>> Begin Material for the task

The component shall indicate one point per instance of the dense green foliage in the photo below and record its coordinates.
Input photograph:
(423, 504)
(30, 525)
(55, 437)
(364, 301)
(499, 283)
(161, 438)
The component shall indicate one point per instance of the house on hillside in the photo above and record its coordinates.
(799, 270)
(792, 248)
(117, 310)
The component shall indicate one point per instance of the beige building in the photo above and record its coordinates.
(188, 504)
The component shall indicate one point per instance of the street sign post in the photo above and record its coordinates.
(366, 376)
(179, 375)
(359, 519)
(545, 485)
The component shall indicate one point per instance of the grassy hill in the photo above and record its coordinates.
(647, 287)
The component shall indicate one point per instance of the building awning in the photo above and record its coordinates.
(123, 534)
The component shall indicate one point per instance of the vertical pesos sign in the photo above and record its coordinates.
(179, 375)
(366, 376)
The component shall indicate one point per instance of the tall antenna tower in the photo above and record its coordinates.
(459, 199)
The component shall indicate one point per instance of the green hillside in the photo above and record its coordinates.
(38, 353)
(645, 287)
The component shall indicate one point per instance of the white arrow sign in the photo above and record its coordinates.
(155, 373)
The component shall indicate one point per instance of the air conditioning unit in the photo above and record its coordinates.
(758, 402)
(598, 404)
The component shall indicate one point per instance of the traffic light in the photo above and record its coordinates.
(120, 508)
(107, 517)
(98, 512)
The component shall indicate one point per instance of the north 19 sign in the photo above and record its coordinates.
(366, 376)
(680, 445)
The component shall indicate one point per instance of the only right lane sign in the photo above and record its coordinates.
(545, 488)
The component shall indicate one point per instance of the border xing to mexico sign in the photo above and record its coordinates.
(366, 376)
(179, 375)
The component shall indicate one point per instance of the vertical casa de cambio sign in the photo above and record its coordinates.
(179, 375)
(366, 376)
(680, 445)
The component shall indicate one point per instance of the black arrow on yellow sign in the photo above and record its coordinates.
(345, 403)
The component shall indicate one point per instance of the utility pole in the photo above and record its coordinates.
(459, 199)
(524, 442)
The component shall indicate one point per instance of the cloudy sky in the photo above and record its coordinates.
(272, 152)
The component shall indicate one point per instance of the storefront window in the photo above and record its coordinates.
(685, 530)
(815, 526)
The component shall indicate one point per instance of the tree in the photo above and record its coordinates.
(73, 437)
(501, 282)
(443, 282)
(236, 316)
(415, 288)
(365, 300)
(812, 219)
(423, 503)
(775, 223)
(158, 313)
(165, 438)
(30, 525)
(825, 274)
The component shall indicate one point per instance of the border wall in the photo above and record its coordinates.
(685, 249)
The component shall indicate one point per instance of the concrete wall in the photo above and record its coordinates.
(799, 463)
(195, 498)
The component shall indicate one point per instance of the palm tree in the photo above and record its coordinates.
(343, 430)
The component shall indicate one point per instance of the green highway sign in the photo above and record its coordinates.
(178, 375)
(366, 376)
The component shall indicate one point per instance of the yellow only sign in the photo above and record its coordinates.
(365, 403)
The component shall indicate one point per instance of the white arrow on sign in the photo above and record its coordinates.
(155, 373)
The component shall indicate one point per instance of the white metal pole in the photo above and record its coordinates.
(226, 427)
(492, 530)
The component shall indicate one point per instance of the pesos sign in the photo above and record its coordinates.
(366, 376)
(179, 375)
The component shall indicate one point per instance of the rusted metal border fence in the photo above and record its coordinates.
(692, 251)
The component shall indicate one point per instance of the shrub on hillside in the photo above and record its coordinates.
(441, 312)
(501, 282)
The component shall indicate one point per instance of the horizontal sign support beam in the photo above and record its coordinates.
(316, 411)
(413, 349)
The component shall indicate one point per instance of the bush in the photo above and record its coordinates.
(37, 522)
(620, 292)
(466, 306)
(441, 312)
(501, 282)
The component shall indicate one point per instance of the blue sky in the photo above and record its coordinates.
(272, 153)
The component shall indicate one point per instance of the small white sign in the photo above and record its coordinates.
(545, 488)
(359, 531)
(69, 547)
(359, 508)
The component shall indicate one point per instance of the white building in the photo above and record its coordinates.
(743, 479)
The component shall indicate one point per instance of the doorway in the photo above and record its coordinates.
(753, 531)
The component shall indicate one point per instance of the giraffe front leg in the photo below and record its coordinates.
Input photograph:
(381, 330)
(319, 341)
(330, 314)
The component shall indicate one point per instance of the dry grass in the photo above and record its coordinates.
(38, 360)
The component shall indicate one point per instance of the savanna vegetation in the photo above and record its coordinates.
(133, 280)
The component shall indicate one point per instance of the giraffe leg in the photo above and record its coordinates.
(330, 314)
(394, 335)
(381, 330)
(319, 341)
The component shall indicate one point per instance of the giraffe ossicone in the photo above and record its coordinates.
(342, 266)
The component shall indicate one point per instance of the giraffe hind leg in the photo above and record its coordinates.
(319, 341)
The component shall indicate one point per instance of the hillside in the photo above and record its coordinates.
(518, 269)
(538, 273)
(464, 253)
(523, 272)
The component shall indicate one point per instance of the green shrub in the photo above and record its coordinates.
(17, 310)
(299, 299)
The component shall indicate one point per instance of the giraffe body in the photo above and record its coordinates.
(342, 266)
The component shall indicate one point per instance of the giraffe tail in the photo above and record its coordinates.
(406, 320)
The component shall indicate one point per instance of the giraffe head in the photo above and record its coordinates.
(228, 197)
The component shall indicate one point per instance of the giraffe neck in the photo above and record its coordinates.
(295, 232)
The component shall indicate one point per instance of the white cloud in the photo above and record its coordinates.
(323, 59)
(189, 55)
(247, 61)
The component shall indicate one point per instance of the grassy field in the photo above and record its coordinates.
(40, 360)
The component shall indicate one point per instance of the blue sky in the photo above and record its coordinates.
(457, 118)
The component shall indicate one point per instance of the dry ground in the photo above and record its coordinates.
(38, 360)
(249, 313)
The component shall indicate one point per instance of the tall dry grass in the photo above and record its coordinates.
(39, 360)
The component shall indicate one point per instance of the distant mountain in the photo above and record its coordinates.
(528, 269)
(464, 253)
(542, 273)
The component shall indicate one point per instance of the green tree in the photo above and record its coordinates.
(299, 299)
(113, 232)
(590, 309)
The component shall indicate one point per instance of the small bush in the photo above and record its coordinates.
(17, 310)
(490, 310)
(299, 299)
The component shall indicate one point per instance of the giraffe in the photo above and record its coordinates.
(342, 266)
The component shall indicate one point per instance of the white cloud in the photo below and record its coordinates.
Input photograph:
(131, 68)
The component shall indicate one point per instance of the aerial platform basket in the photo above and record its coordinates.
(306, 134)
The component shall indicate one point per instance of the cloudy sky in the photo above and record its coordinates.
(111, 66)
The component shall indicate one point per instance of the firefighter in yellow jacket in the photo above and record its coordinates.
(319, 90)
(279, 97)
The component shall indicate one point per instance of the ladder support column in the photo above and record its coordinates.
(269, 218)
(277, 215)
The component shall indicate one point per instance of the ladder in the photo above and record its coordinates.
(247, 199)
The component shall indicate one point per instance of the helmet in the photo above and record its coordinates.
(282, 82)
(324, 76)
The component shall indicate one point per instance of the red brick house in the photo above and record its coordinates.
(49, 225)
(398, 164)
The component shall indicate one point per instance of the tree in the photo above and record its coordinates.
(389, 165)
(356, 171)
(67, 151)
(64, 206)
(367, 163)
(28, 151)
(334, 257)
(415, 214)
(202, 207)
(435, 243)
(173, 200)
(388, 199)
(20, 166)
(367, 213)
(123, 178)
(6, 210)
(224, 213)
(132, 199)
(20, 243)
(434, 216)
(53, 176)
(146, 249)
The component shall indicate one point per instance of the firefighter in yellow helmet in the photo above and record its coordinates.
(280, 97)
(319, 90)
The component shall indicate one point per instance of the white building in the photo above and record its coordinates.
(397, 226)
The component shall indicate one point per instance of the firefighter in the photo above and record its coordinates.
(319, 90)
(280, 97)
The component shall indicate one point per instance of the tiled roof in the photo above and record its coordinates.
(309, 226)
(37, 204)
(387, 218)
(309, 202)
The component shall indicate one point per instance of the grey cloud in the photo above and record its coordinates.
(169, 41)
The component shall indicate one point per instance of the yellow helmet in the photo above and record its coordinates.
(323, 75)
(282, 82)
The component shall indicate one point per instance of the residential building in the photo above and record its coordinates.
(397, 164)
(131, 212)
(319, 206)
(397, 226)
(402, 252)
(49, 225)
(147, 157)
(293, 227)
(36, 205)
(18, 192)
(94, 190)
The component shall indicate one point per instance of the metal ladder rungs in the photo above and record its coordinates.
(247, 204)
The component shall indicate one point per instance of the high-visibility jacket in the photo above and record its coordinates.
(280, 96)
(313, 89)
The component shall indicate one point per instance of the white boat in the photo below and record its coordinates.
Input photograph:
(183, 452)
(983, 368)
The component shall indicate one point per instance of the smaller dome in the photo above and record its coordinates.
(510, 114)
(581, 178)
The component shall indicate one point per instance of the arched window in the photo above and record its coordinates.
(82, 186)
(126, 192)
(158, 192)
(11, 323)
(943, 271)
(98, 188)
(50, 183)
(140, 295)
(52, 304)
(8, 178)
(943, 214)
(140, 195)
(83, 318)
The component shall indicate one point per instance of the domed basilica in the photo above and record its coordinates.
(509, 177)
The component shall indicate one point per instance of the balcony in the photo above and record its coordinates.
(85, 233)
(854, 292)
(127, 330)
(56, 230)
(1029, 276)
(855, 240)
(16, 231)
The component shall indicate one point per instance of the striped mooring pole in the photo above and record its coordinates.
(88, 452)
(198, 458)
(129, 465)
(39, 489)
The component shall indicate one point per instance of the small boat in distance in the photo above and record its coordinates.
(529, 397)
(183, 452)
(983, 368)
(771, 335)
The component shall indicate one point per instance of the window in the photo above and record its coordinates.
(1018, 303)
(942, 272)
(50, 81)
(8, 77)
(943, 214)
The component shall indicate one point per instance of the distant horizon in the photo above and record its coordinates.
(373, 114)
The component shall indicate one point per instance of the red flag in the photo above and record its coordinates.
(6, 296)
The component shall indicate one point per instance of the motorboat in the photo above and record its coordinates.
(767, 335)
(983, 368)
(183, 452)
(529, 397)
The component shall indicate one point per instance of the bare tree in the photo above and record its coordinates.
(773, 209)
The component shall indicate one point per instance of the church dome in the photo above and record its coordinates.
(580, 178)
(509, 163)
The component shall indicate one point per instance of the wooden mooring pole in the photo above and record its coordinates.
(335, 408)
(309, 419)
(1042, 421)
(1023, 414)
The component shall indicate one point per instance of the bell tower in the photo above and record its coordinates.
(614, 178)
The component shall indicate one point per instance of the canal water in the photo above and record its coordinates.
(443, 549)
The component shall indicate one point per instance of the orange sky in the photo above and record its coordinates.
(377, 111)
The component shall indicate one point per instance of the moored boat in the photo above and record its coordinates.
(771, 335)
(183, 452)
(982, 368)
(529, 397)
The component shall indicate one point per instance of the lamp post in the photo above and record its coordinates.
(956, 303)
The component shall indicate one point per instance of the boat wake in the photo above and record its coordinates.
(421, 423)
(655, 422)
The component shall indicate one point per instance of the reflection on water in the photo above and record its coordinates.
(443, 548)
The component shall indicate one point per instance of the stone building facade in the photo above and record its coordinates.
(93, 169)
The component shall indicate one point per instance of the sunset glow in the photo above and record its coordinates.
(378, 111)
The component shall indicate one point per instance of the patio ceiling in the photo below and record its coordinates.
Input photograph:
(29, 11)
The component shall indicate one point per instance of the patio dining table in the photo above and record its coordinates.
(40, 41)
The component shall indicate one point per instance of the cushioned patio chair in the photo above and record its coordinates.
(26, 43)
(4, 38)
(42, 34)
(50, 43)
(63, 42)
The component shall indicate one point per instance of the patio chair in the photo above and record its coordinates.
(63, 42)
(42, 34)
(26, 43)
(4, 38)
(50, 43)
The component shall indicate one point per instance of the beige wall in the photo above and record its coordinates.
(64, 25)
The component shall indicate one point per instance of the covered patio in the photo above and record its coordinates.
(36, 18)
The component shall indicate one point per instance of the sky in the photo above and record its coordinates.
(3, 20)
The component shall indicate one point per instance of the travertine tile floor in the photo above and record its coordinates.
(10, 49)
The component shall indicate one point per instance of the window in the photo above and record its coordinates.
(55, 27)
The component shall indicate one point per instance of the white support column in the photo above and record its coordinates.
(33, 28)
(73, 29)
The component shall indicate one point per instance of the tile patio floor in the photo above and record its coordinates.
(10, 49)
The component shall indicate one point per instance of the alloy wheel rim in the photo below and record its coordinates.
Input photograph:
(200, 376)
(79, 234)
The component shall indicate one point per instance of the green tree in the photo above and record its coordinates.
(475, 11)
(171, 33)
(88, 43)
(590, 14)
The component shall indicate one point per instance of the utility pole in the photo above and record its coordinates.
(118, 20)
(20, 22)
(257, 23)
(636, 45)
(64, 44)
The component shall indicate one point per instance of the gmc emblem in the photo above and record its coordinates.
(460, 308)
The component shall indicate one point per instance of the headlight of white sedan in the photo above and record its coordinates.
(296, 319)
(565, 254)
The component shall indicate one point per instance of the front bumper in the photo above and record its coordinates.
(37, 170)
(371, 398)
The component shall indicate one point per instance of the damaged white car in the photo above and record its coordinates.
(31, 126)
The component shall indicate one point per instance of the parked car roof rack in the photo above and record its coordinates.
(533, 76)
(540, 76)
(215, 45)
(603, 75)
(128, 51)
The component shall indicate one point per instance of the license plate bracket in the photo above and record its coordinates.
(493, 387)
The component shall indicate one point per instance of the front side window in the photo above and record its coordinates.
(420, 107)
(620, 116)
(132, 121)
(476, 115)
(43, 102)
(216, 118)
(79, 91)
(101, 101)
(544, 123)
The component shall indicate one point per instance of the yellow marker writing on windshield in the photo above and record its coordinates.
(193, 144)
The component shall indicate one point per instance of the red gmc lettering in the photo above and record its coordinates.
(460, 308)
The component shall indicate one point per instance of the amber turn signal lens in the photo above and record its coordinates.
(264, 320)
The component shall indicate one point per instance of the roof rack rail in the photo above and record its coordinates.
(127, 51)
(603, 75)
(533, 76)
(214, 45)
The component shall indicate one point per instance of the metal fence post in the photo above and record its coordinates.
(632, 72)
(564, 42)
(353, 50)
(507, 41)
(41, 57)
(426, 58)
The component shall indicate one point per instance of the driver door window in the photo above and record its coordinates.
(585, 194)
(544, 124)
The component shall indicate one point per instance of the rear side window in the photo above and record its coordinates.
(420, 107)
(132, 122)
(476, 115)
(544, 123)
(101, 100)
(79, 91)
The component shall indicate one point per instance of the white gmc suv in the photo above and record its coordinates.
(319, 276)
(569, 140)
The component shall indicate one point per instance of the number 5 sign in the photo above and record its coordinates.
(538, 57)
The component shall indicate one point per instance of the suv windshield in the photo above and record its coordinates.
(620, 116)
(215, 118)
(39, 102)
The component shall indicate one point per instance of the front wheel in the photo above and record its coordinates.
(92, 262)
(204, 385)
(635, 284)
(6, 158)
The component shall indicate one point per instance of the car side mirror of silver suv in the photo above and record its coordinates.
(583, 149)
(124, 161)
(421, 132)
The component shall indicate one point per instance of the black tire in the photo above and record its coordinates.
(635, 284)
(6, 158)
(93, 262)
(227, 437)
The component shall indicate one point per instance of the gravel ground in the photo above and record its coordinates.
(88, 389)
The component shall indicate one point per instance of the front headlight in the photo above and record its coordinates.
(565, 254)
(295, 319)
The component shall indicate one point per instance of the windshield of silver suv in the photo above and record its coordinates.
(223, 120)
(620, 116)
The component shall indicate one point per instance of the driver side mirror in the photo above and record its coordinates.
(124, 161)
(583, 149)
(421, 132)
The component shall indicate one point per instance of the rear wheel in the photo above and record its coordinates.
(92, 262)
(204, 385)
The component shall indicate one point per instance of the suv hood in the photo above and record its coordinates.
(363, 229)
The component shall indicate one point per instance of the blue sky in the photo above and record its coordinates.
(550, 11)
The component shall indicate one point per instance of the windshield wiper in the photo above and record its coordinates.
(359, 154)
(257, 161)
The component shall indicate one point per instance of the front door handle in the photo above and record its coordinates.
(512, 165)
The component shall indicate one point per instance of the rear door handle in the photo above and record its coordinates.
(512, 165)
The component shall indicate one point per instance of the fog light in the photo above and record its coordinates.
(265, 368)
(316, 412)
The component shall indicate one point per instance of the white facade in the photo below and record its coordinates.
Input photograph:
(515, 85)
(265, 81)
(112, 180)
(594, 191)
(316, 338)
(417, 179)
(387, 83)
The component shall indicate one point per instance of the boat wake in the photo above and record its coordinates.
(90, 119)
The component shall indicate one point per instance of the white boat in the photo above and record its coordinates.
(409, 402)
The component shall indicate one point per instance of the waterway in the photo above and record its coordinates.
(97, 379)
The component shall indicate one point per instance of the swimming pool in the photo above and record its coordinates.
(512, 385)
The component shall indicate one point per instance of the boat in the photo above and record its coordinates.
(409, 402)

>> End Material for the task

:: Stated problem ::
Everything from the line that contains "the rear wheel" through the end of the records must be duplicated exactly, and nothing outside that range.

:: Task response ::
The component shall indicate one point per instance of the rear wheel in the photo above and record its coordinates.
(92, 262)
(204, 385)
The component shall indicate one point per instance of the suv hood in the photo above and record its coordinates.
(363, 229)
The component shall indicate one point per instance of the blue sky in the photo above and record its coordinates.
(550, 11)
The component shall indicate one point per instance of the windshield wiper in the photo above and record its coordinates.
(359, 154)
(257, 161)
The component shall indicate one point per instance of the front door handle in the photo above and record its coordinates.
(512, 165)
The component shall indicate one point per instance of the rear door handle in the photo above and record its coordinates.
(512, 165)
The component shall indicate one point per instance of the fog light in the photo above and record its coordinates.
(265, 368)
(316, 412)
The component shall indicate one point per instance of the white facade in the photo below and record its coordinates.
Input photograph:
(515, 85)
(265, 81)
(112, 180)
(594, 191)
(316, 338)
(417, 179)
(387, 83)
The component shall indicate one point per instance of the boat wake in the photo above and record its coordinates.
(90, 119)
The component shall indicate one point per instance of the white boat in the photo above and record its coordinates.
(409, 402)
The component shall indicate one point per instance of the waterway in the photo above and record its coordinates.
(97, 379)
The component shall indicate one point per instance of the swimming pool in the photo above and record its coordinates.
(512, 385)
The component shall indicate one point per instance of the boat in the photo above and record its coordinates.
(409, 402)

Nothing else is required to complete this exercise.